Top of Dataset content

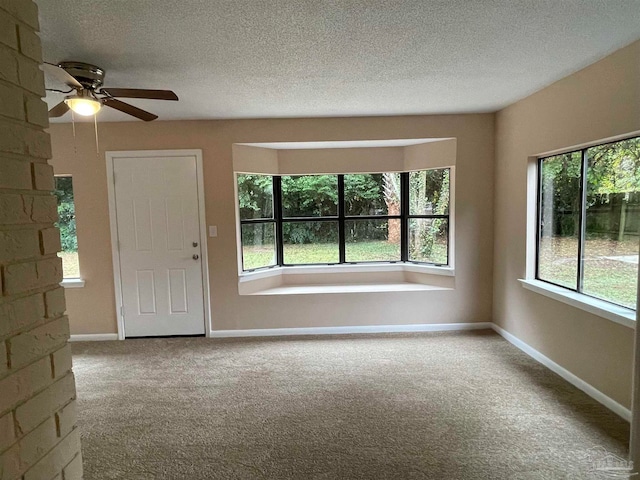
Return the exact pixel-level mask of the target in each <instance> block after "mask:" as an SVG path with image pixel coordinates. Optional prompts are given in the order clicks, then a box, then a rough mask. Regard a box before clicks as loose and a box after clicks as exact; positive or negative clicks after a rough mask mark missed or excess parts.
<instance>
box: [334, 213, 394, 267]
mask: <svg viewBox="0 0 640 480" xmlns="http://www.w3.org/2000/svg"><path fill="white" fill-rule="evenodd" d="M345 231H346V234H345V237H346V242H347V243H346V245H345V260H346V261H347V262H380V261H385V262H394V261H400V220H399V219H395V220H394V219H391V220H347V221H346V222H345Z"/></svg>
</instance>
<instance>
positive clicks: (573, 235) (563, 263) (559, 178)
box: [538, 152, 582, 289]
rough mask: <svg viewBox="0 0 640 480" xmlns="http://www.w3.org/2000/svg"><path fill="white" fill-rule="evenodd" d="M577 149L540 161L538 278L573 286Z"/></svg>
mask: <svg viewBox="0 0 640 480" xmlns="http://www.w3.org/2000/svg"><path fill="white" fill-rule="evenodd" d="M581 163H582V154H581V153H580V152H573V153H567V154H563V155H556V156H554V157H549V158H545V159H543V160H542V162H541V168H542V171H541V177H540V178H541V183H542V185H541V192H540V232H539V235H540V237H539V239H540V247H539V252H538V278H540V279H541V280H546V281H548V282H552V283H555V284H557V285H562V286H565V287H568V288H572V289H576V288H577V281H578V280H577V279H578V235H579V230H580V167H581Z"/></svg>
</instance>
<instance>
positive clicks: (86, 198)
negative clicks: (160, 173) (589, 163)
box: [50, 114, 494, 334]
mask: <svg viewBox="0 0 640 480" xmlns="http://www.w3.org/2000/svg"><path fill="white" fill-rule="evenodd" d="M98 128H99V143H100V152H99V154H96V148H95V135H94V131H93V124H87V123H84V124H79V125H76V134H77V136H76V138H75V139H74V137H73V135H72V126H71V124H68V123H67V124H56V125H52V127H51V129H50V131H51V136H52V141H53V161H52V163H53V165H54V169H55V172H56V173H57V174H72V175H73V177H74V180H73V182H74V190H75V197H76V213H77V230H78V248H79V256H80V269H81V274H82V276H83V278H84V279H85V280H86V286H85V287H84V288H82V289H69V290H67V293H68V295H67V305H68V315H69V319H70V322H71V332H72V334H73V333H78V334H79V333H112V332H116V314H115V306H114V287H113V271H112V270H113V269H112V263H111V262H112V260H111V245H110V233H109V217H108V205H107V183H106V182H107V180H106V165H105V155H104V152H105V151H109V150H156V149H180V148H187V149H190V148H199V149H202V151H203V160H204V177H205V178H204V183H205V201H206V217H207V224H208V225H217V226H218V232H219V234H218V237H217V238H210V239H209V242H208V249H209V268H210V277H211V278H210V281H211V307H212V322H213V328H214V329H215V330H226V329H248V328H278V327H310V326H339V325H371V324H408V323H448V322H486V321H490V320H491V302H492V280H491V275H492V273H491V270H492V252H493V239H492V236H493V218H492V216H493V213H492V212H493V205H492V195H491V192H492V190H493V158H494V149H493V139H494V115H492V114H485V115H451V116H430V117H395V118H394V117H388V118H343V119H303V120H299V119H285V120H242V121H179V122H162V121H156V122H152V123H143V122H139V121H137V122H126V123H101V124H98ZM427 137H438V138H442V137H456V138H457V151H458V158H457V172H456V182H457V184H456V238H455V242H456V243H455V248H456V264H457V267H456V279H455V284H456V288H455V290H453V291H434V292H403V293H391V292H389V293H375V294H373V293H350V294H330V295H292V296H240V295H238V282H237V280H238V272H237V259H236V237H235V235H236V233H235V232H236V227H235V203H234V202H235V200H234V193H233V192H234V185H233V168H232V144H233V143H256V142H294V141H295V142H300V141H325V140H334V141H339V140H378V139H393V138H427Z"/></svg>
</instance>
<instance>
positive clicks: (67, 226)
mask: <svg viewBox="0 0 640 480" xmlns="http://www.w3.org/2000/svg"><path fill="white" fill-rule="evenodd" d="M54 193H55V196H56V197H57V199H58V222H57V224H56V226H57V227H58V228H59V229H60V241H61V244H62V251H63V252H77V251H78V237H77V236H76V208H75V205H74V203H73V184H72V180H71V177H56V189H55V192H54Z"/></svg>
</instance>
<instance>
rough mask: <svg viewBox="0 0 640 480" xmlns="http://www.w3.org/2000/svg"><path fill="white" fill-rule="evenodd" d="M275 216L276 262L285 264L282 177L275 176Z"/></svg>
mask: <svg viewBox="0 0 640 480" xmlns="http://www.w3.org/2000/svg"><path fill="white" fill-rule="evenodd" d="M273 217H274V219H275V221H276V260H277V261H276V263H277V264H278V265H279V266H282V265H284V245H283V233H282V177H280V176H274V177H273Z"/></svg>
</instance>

Bottom of Dataset content

Instructions to follow
In the entries above, find the line with "positive clicks: (573, 235)" and the line with "negative clicks: (160, 173) (589, 163)", then set down exactly those two and every line between them, nothing else.

Final answer
positive clicks: (573, 235) (563, 263) (559, 178)
box: [538, 152, 582, 289]
rough mask: <svg viewBox="0 0 640 480" xmlns="http://www.w3.org/2000/svg"><path fill="white" fill-rule="evenodd" d="M577 149L540 161L538 278L573 286Z"/></svg>
mask: <svg viewBox="0 0 640 480" xmlns="http://www.w3.org/2000/svg"><path fill="white" fill-rule="evenodd" d="M581 163H582V154H581V153H580V152H573V153H567V154H563V155H556V156H554V157H549V158H545V159H543V160H542V162H541V168H542V171H541V177H540V178H541V183H542V185H541V192H540V232H539V235H540V237H539V239H540V247H539V252H538V278H540V279H541V280H546V281H548V282H552V283H555V284H557V285H562V286H565V287H568V288H572V289H576V288H577V281H578V280H577V279H578V235H579V230H580V167H581Z"/></svg>
</instance>
<instance>
positive clicks: (86, 198)
negative clicks: (160, 173) (589, 163)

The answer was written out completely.